Filter the listing below, keeping only the lines that contain the word "roof". Copy each of those lines in full.

# START OF ENTRIES

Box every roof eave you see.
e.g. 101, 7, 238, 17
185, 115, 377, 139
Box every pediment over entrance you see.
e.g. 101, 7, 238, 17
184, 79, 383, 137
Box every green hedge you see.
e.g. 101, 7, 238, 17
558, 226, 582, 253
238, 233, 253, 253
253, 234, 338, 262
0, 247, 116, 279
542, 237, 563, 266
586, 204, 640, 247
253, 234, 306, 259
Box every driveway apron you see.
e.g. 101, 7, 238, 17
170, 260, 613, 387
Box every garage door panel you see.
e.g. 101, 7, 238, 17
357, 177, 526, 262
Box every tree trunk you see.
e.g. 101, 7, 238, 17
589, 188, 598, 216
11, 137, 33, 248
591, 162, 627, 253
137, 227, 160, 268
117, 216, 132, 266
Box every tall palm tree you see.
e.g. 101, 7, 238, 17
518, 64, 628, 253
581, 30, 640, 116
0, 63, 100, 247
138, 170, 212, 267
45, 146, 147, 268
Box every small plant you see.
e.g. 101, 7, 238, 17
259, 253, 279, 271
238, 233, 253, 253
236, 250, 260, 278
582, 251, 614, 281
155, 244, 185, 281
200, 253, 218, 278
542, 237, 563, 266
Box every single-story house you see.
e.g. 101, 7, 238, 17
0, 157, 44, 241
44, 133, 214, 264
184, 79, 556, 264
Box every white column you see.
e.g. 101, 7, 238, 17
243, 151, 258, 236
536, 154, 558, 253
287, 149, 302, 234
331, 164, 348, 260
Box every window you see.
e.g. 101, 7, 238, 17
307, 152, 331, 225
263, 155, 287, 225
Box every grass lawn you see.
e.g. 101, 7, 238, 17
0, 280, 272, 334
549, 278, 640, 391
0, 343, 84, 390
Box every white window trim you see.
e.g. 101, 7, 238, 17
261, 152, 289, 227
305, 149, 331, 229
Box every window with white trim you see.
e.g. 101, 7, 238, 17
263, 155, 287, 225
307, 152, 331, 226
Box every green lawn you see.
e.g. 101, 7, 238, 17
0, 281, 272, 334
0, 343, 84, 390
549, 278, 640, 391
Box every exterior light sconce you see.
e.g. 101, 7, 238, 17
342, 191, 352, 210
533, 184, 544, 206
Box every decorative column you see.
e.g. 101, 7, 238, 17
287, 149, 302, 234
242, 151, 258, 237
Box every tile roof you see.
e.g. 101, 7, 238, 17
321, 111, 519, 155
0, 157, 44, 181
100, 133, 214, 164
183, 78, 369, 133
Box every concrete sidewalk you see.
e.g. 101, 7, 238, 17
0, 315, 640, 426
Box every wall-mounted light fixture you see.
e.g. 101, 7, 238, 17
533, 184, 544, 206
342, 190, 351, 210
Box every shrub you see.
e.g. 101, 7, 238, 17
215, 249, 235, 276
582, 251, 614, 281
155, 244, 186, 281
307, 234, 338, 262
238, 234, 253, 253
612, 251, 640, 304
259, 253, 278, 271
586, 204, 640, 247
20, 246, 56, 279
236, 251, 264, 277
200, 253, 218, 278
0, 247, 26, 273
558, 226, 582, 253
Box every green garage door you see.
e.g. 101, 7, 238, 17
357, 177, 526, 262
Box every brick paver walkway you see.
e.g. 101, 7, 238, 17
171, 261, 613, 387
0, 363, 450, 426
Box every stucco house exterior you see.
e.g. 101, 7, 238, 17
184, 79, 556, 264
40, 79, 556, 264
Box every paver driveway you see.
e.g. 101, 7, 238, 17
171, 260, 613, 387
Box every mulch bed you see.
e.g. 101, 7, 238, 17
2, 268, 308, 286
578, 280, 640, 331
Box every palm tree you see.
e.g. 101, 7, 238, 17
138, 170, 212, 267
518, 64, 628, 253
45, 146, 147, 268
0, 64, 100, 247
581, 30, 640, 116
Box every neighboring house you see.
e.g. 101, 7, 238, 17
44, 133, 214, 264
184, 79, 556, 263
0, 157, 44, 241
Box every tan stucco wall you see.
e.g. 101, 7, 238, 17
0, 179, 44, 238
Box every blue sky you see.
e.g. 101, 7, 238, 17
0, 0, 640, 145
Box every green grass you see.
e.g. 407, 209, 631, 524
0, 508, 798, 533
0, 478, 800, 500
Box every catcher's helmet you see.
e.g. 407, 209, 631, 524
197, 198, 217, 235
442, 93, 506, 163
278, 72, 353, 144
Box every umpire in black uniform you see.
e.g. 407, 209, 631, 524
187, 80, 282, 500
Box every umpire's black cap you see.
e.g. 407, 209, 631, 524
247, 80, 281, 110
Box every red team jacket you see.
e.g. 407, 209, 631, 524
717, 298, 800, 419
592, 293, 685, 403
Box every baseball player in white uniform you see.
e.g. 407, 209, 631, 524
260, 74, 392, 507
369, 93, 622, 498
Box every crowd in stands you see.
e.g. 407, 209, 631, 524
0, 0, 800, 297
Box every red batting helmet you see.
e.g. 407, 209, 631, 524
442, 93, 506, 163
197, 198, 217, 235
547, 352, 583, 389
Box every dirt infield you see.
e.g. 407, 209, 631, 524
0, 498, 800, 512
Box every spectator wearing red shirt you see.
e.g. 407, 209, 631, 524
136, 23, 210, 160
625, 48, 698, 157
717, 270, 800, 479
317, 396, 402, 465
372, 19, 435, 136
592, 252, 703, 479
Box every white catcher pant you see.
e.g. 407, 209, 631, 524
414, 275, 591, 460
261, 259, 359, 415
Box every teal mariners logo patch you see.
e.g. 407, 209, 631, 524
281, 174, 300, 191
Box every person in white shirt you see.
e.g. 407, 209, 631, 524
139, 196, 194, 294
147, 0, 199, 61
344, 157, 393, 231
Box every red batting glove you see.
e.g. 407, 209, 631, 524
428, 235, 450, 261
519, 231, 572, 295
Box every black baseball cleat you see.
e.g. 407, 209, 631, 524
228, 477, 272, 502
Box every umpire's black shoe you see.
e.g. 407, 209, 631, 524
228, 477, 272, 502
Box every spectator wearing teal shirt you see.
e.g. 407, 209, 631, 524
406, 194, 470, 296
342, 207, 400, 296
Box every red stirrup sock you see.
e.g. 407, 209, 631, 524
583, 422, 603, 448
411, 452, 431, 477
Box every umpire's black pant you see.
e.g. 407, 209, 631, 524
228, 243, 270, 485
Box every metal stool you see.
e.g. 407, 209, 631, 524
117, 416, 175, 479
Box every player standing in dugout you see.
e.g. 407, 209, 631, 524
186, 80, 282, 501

# END OF ENTRIES

TASK ANSWER:
Box every roof eave you see.
Box every tile roof you see.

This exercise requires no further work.